§ Excerto do texto:

+---+

Viver em condomínio

Viver em condomínio não é um processo pacífico face à dificuldade de harmonizar e conciliar a dupla condição de proprietários e comproprietários, pelo que, importa evitar situações susceptíveis de potenciar o surgimento de conflitos de vizinhança. O desiderato deste blogue é abordar as questões práticas inerentes ao regime jurídico da propriedade horizontal, atento o interesse colectivo dos condóminos em geral e administradores em particular.

2/09/2023

Os animais e o regime português da PH - As regras de vizinhança

As regras de vizinhança

É pacificamente aceite entre nós que as regras gerais do direito de vizinhança se aplicam não só a prédios independentes, mas também às fracções autónomas de um edifício constituído em propriedade horizontal. 

As restrições de vizinhança são restrições derivadas da necessidade de coexistência (68), que visam regular os conflitos de interesses que surgem entre vizinhos, “em consequência da solidariedade dos seus direitos, ou seja, em vista da impossibilidade de os direitos do proprietário serem exercidos plenamente sem afectação dos direitos de vizinhança” (69).

Nos termos do art. 1346º, o proprietário de um imóvel pode opor-se à emissão de fumo, fuligem, vapores, cheiros, calor ou ruídos, bem como à produção de trepidações e a outros quaisquer factos semelhantes, provenientes de prédio vizinho, sempre que tais factos importem um prejuízo substancial para o uso do imóvel (sublinhado nosso) ou não resultem da utilização normal do prédio de que emanam. 

Tal como vimos acima, deter um animal numa fracção autónoma cai no âmbito de uma utilização normal desta, logo, o conflito de vizinhança só pode ser concebido como resultante de cheiros ou ruídos provocados por animais que causem um prejuízo substancial para o prédio vizinho.

+---+

§ Extrato de dados:
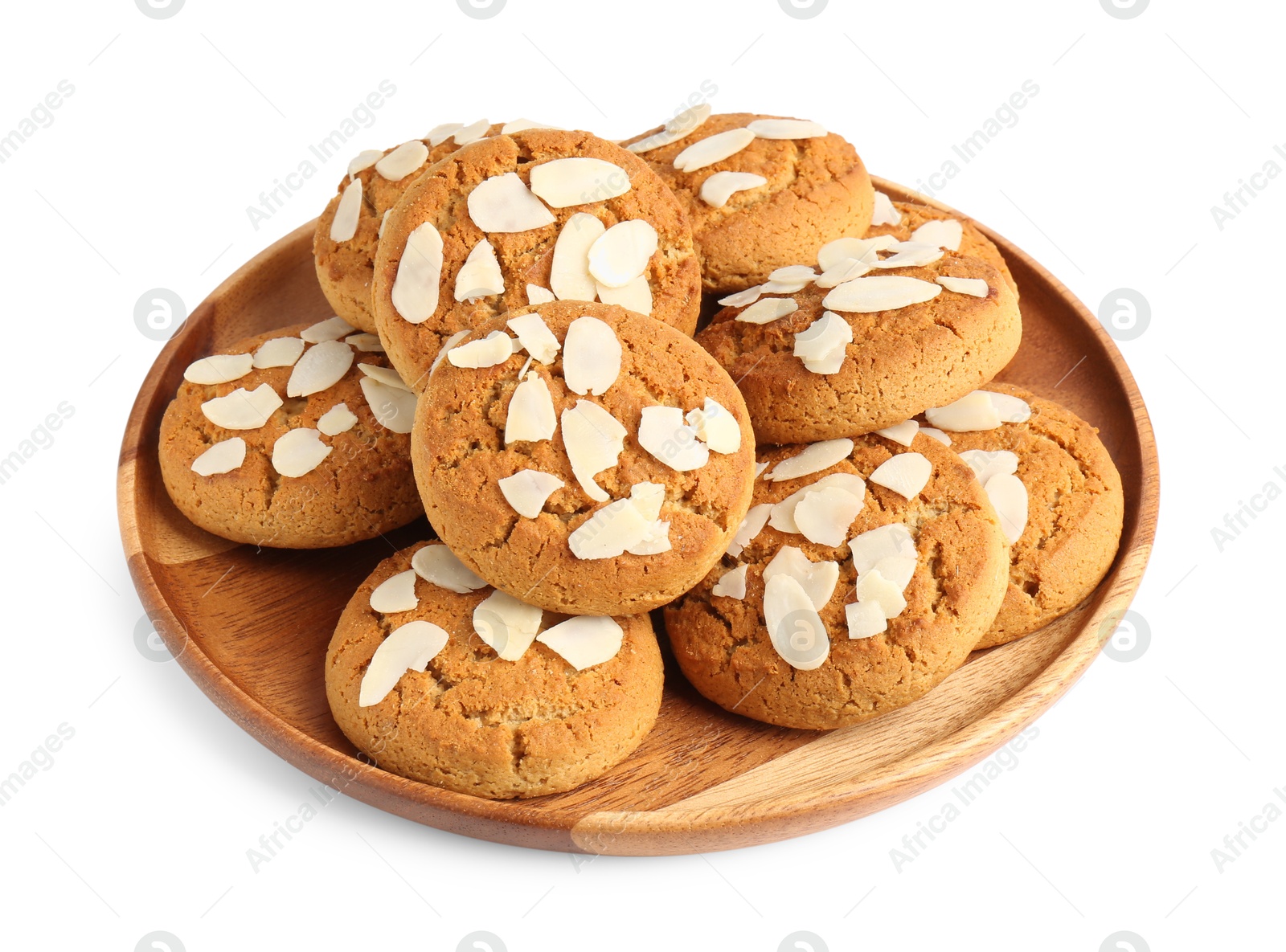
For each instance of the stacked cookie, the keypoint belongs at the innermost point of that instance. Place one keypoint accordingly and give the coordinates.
(823, 490)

+---+

§ O que fazer:
[1] Transcreva, do texto sobre a vida em condomínio, o trecho que começa nas palavras "Viver em condomínio não" e termina depois das palavras "administradores em particular.".
[2] Como se traduz para inglês esta frase do texto sobre a vida em condomínio: «É pacificamente aceite entre nós que as regras gerais do direito de vizinhança se aplicam não só a prédios independentes, mas também às fracções autónomas de um edifício constituído em propriedade horizontal.»?
[3] Dê seguimento ao texto sobre a vida em condomínio, escrevendo o que vem depois da última frase apresentada.

§ Respostas por tarefa:
[1]
Viver em condomínio não é um processo pacífico face à dificuldade de harmonizar e conciliar a dupla condição de proprietários e comproprietários, pelo que, importa evitar situações susceptíveis de potenciar o surgimento de conflitos de vizinhança. O desiderato deste blogue é abordar as questões práticas inerentes ao regime jurídico da propriedade horizontal, atento o interesse colectivo dos condóminos em geral e administradores em particular.

[2] It is uncontroversially accepted among us that the general rules of neighbor law apply not only to independent buildings but also to the autonomous units of a building constituted under horizontal property.

[3]
Como diz MANUEL HENRIQUE MESQUITA (70), “o prejuízo deverá ser aferido pelo fim a que esteja afectado o imóvel e não pelas condições especiais em que porventura se encontre o respectivo proprietário”. Assim, o dono de uma casa de habitação não pode opor-se aos ruídos que emanem de outro prédio, se “tais ruídos não prejudicarem substancialmente o uso do prédio e apenas tiverem essa consequência no caso concreto, pelo facto de o respectivo proprietário se encontrar doente”. 

O âmbito de protecção do art. 1346º realiza-se ou especifica-se naquelas situações em que, por exemplo, o barulho provocado por animais detidos numa fracção autónoma impede ou prejudica substancialmente (71) o funcionamento de outra fracção, por exemplo, como clínica médica ou como um centro para idosos. 

Estamos no âmbito da predialidade, do prejuízo causado ao uso de um imóvel vizinho (e não no âmbito da pessoalidade, do prejuízo causado por um prédio a alguém que se encontra num prédio vizinho).

Notas:

(68) Cfr. CARLOS ALBERTO DA MOTA PINTO, Direitos Reais, Lições publicadas por Álvaro Moreira e Carlos Fraga, pol., Coimbra, 1972, pág. 244.

(69) PIRES DE LIMA/ANTUNES VARELA, com a colaboração de MANUEL HENRIQUE MESQUITA, Código Civil Anotado, anot. ao artigo 1305.º, vol. III, pág. 95, 4. 

(70) Direitos Reais, págs. 142 e 143.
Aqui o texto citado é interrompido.